__Task inputs__.
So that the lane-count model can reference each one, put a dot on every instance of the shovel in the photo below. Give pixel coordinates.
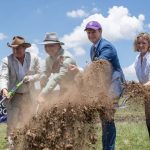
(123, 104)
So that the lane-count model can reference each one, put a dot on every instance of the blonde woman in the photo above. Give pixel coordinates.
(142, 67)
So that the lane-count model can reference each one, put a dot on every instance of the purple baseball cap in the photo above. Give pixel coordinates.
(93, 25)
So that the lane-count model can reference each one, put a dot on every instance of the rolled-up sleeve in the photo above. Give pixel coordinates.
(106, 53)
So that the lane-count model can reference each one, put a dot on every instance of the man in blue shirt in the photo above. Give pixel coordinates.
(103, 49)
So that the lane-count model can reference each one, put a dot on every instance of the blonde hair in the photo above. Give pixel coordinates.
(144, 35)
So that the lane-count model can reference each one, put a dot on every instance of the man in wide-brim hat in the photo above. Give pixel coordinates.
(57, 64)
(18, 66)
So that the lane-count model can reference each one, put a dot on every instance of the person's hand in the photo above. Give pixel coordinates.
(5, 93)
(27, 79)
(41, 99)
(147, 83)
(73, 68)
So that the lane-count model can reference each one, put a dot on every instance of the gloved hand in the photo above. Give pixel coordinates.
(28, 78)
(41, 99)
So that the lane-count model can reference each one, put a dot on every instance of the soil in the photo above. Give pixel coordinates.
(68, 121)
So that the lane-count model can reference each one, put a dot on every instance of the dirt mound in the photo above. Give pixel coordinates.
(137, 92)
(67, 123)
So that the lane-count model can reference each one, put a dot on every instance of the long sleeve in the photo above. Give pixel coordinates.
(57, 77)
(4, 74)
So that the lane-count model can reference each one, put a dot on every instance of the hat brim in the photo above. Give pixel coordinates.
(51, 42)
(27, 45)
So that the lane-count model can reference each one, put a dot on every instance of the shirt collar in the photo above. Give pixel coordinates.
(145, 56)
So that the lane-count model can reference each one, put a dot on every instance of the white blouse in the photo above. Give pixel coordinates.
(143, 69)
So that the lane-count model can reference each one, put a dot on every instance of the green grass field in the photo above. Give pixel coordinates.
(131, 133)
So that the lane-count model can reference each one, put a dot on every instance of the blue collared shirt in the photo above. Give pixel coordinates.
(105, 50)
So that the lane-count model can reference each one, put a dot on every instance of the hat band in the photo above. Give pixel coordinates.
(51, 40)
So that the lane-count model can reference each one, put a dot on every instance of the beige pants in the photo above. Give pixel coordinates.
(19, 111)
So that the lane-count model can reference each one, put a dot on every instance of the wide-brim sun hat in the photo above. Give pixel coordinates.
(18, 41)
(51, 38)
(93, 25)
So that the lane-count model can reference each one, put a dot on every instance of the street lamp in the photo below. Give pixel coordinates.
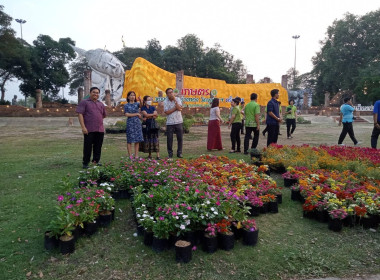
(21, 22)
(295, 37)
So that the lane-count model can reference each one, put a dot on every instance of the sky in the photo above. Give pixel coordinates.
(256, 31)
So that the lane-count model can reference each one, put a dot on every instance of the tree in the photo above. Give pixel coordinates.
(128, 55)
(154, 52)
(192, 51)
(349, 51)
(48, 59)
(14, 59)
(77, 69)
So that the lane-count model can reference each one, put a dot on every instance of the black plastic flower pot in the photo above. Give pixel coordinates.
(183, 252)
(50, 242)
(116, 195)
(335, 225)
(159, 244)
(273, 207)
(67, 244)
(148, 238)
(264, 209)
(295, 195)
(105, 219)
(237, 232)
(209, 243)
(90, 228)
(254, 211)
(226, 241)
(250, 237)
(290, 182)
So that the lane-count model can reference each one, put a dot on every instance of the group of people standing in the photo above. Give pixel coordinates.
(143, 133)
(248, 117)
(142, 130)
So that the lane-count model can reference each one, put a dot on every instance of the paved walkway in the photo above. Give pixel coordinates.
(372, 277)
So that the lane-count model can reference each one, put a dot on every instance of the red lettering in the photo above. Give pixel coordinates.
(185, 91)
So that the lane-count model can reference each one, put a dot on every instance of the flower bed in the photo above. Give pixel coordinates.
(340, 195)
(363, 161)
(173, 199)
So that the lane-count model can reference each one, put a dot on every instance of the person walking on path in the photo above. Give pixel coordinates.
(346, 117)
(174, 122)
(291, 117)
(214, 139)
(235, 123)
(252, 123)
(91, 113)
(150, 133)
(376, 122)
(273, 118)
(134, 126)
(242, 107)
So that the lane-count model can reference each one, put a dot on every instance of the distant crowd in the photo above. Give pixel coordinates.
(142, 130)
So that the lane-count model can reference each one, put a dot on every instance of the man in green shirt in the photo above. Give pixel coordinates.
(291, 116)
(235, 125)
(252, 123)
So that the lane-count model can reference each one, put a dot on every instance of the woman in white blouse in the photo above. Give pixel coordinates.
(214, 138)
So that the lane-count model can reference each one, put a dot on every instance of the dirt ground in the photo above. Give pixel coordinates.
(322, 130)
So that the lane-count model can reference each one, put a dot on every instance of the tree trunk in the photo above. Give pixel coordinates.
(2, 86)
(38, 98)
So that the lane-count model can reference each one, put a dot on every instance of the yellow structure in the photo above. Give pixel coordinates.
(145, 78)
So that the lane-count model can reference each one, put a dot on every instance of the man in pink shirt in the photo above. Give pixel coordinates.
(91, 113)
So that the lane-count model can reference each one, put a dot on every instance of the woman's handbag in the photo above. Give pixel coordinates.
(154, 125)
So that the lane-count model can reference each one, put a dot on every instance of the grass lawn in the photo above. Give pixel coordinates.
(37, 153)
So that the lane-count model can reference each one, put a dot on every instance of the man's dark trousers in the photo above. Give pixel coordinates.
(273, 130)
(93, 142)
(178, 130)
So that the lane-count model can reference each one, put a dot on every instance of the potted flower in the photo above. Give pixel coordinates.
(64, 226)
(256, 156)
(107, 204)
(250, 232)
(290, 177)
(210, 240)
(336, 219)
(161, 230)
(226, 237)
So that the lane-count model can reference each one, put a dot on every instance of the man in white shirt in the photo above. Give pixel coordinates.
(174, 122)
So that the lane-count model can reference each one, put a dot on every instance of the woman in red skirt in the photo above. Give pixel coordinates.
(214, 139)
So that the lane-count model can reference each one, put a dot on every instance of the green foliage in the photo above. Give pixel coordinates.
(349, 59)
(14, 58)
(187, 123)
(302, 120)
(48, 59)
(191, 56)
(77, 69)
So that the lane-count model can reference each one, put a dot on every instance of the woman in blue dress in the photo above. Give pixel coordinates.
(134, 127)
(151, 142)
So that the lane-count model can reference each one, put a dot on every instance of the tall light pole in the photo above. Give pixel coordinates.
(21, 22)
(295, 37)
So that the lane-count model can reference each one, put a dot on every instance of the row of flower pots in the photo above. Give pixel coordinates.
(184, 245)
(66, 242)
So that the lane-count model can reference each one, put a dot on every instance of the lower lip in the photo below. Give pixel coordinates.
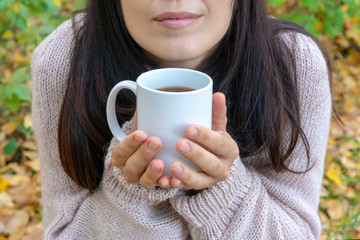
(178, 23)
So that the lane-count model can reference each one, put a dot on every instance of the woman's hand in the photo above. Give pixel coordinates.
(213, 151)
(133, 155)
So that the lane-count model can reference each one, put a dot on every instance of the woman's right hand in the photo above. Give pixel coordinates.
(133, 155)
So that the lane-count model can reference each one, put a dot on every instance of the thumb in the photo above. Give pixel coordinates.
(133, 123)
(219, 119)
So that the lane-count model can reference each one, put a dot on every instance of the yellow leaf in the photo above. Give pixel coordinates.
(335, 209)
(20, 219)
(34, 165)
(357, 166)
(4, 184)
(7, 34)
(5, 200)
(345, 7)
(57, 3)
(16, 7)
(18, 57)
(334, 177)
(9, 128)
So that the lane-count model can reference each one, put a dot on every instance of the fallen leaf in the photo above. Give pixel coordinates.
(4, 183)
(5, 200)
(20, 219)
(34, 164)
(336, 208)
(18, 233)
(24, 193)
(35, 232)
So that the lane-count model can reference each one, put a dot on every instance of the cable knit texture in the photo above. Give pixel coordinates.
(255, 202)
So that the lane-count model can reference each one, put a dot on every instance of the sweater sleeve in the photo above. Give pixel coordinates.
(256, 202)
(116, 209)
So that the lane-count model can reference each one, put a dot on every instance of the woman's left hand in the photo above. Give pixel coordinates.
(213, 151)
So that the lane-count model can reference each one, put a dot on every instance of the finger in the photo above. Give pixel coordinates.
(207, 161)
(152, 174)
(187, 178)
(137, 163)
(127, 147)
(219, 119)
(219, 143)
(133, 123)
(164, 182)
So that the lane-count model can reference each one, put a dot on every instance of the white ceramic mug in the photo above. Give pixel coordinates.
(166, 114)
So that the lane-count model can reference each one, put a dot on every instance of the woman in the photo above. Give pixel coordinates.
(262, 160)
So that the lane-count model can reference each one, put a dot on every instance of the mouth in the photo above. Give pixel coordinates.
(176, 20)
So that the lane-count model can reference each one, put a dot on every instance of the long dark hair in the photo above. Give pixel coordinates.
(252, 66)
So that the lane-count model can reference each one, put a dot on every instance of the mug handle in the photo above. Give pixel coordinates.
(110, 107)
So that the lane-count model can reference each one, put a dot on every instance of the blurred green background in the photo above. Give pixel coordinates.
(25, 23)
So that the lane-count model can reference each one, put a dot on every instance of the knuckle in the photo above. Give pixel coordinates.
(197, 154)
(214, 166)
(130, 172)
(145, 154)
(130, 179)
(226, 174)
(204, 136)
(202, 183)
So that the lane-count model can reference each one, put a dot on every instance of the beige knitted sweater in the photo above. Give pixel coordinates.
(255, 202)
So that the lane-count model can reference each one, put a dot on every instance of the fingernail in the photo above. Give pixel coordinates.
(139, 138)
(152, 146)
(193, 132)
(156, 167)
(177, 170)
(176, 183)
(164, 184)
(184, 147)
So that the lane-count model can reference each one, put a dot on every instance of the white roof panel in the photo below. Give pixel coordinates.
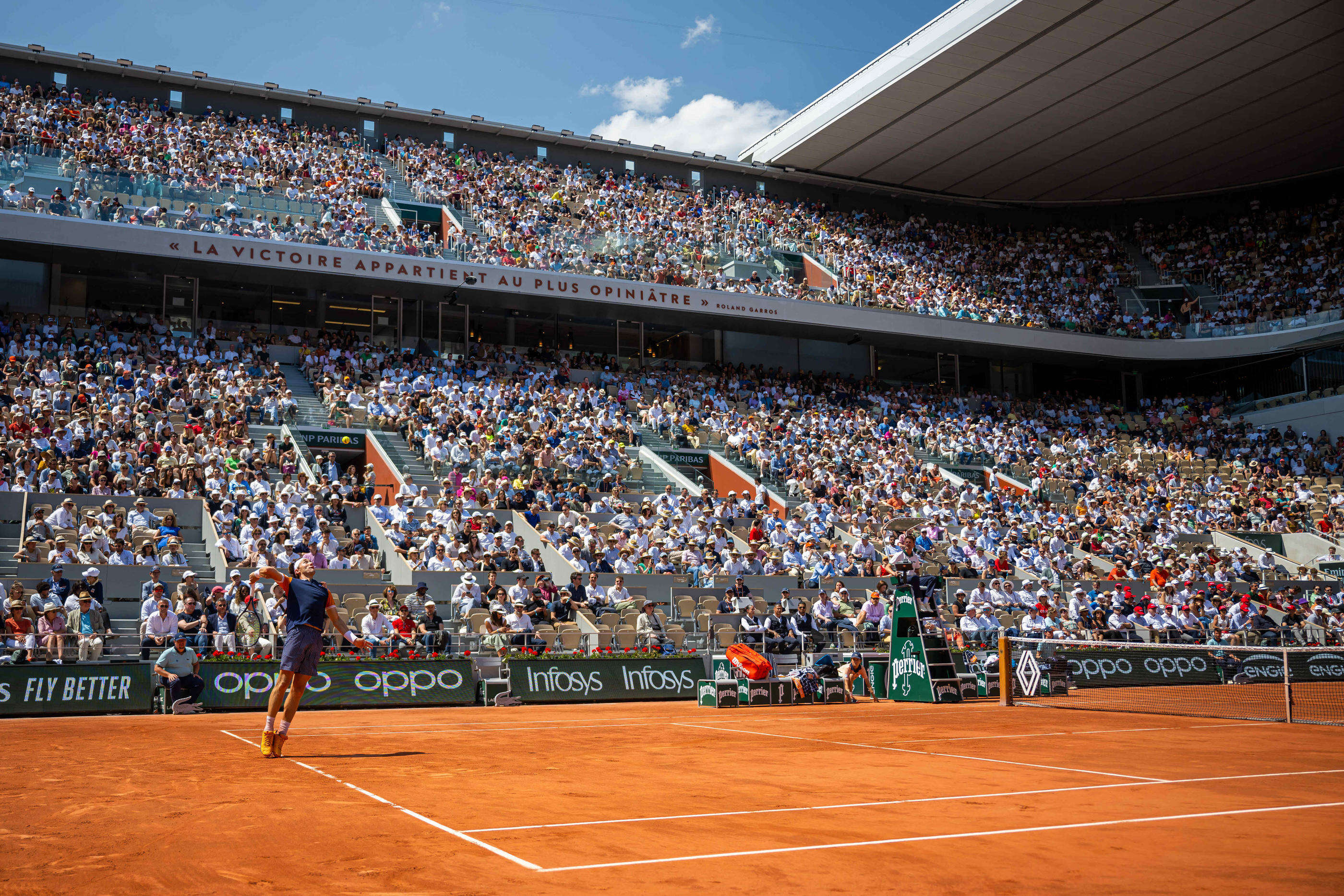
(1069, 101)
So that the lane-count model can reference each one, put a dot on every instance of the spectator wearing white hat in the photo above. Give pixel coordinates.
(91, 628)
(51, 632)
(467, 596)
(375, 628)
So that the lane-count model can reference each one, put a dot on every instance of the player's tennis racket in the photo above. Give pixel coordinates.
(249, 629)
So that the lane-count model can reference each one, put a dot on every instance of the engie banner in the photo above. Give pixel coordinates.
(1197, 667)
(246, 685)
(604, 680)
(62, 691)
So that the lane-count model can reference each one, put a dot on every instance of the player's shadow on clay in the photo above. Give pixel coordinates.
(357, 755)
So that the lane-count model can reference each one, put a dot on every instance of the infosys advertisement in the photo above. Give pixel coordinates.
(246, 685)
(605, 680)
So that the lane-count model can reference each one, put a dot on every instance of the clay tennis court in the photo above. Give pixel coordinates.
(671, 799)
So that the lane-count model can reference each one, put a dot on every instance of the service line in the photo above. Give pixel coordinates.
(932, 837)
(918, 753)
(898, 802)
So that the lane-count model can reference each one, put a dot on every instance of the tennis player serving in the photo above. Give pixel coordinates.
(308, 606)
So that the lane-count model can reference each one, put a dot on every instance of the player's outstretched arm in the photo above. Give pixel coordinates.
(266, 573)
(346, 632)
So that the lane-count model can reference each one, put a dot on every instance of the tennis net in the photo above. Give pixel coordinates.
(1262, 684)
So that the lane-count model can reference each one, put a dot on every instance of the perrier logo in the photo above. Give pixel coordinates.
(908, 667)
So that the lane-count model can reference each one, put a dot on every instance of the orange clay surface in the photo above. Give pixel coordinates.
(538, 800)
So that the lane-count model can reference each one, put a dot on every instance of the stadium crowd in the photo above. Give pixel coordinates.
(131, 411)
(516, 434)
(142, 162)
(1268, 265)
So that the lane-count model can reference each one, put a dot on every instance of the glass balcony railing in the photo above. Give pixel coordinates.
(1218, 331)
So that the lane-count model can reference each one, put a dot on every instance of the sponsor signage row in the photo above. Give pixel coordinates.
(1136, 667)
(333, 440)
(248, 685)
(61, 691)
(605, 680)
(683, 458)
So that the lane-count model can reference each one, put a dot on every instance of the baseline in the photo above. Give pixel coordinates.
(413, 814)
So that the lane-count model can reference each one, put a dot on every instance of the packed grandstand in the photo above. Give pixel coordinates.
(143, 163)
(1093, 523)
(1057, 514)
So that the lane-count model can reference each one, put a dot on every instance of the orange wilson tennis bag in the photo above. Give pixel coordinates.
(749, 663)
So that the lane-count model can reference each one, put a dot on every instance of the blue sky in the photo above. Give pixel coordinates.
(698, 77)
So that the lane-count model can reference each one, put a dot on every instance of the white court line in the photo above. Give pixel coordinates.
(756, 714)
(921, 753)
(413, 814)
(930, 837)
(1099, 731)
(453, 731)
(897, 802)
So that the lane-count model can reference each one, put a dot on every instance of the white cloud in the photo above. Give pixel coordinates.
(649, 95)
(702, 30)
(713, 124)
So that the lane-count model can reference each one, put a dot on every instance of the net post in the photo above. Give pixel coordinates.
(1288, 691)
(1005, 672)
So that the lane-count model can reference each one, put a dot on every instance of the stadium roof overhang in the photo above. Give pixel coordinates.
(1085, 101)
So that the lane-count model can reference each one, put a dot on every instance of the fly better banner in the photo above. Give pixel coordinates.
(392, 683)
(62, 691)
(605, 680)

__Exercise description__.
Print each line, starting with the one that contains "the fly better" and ending with the last line of the data, exactly as it stands and with no other lines.

__Response to the task__.
So that the lane-count model can reference each one, put a dot on every instance of the fly better banner in the photo above. Give pixel coordinates.
(392, 683)
(62, 691)
(605, 680)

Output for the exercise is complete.